PROVIDED RECORDS:
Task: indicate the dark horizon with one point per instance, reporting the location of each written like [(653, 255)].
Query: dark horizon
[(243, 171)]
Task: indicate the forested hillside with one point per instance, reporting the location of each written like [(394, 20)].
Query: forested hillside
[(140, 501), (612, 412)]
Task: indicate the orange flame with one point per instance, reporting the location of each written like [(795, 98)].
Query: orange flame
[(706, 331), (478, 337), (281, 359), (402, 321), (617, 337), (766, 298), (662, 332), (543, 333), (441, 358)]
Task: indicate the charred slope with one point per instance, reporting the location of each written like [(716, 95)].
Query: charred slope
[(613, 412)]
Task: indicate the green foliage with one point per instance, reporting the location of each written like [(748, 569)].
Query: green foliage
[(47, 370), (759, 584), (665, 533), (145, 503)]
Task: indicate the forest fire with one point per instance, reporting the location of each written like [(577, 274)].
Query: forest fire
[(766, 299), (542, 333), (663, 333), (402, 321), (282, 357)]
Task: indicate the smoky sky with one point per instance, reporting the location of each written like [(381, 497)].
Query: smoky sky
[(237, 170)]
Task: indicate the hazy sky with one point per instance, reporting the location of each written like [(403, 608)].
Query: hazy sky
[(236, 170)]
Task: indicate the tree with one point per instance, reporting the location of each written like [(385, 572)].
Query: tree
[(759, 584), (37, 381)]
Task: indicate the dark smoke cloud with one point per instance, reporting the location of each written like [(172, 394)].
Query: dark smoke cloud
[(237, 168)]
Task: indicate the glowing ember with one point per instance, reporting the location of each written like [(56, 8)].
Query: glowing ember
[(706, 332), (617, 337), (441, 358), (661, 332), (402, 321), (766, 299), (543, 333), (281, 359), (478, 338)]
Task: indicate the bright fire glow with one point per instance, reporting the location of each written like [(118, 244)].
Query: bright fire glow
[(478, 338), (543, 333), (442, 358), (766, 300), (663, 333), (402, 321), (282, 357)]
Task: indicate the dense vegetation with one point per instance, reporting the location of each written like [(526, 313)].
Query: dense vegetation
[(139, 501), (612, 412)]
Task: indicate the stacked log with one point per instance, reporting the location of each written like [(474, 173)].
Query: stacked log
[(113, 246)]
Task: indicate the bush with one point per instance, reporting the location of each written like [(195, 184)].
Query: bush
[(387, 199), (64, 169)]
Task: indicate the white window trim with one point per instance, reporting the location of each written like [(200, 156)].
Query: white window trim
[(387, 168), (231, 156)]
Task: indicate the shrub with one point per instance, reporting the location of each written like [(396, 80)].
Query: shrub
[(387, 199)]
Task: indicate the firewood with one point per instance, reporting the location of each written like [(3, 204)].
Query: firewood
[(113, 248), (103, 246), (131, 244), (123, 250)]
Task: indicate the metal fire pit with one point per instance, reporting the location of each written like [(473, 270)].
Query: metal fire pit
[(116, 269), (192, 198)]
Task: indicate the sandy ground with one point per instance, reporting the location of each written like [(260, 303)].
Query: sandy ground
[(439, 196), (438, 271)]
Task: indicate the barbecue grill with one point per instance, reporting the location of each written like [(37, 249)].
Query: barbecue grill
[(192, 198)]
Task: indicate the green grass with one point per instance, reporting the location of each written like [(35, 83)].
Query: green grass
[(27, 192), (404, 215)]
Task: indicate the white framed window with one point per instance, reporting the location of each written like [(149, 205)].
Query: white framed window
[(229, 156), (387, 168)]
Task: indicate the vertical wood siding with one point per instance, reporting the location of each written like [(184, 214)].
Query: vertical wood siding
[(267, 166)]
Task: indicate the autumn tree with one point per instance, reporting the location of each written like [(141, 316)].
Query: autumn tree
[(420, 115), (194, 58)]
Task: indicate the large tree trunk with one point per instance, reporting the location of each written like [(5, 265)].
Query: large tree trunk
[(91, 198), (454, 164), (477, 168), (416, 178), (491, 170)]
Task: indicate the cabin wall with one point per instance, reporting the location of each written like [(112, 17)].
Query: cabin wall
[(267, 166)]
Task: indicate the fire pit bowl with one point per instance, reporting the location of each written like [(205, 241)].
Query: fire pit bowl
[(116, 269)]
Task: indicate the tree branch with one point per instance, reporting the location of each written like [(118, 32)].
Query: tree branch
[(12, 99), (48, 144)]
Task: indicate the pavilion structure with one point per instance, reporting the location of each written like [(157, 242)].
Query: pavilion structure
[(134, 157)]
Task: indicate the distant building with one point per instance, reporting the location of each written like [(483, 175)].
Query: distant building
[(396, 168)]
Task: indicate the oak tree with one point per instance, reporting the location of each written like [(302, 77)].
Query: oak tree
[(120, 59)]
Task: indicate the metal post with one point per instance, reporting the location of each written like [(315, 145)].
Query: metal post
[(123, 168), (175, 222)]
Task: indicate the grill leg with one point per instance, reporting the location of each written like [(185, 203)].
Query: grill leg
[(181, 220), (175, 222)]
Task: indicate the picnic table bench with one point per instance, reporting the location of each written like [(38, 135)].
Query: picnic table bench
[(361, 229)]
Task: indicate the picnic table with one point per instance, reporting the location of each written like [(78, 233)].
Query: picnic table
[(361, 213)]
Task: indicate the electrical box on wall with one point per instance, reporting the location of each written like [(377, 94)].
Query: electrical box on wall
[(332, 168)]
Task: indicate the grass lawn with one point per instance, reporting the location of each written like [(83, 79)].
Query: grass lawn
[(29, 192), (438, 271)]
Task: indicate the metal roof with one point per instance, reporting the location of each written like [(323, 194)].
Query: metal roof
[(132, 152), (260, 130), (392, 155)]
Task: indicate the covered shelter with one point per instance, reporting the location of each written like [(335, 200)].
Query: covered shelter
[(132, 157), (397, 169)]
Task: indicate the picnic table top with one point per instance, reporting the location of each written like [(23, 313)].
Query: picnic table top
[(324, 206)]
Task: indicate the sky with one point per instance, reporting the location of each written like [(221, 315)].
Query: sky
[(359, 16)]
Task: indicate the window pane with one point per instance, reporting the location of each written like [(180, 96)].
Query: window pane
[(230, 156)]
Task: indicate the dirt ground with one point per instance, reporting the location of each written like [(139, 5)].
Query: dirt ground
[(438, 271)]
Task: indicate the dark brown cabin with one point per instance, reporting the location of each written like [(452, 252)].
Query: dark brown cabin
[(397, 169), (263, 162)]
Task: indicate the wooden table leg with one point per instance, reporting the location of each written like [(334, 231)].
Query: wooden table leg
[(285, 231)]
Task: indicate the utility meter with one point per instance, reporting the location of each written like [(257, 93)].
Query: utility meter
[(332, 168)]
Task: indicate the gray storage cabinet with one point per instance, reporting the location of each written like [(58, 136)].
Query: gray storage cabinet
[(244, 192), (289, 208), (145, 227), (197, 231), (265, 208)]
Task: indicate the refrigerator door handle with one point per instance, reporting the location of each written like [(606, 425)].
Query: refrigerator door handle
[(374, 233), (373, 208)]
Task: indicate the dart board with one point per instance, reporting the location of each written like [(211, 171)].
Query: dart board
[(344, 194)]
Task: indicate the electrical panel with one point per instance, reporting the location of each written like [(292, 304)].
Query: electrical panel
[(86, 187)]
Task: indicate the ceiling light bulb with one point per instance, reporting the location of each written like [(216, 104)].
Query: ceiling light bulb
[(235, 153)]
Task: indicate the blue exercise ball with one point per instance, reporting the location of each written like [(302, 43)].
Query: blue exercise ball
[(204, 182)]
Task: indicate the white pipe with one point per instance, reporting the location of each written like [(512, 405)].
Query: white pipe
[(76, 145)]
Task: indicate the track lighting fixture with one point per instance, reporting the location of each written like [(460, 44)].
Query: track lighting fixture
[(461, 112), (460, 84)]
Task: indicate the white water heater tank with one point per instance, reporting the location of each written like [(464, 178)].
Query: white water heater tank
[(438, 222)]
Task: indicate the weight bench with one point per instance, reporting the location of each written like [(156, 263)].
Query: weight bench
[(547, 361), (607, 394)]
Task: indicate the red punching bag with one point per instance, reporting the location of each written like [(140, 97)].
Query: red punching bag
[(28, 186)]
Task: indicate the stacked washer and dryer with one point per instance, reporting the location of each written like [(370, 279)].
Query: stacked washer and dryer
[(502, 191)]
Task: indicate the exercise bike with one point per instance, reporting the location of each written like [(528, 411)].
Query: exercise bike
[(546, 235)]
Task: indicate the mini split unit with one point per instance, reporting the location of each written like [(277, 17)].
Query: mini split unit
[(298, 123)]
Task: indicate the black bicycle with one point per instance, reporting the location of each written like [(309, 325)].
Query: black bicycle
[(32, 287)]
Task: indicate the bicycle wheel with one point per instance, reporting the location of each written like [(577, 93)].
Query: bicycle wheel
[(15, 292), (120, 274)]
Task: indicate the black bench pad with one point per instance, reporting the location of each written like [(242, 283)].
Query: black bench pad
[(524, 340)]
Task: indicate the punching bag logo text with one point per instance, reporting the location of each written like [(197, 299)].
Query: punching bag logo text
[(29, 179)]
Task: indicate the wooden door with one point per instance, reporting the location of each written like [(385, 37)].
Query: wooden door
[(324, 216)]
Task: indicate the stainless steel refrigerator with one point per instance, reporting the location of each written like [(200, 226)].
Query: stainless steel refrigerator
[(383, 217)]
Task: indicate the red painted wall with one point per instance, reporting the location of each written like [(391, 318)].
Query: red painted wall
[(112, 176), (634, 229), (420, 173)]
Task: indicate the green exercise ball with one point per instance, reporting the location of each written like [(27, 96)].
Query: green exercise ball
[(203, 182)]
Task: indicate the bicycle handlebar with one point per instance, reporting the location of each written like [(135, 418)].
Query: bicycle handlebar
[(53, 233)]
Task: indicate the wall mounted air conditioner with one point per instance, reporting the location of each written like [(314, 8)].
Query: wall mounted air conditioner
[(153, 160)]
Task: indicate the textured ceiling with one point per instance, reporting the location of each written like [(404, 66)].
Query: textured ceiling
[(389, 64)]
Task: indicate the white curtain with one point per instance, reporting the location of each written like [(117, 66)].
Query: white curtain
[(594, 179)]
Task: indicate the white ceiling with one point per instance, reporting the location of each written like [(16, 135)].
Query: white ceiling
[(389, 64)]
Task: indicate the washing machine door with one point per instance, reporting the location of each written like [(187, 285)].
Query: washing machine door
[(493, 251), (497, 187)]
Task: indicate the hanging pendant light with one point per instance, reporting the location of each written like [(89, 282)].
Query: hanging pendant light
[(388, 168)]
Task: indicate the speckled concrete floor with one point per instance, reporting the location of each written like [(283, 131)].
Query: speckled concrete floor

EXERCISE DETAILS: Copy the lines from the very first one through the line containing "333), (441, 358)]", swapping "orange flame" for "red flame" and keeping everything else unchanged.

RESPONSE TO THIS EXERCISE:
Task: indicate the dark horizon with one point per instance, reporting the location of each written like [(653, 255)].
Query: dark horizon
[(243, 171)]
Task: indicate the forested hillside with one point per instance, reporting the location of each written like [(394, 20)].
Query: forested hillside
[(140, 501), (612, 412)]
Task: indicate the red flame with one point per instance, reporting the location of each written like [(795, 98)].
Query: red flame
[(706, 331), (478, 337), (281, 359), (402, 321), (617, 337), (766, 298), (662, 332), (543, 333), (441, 358)]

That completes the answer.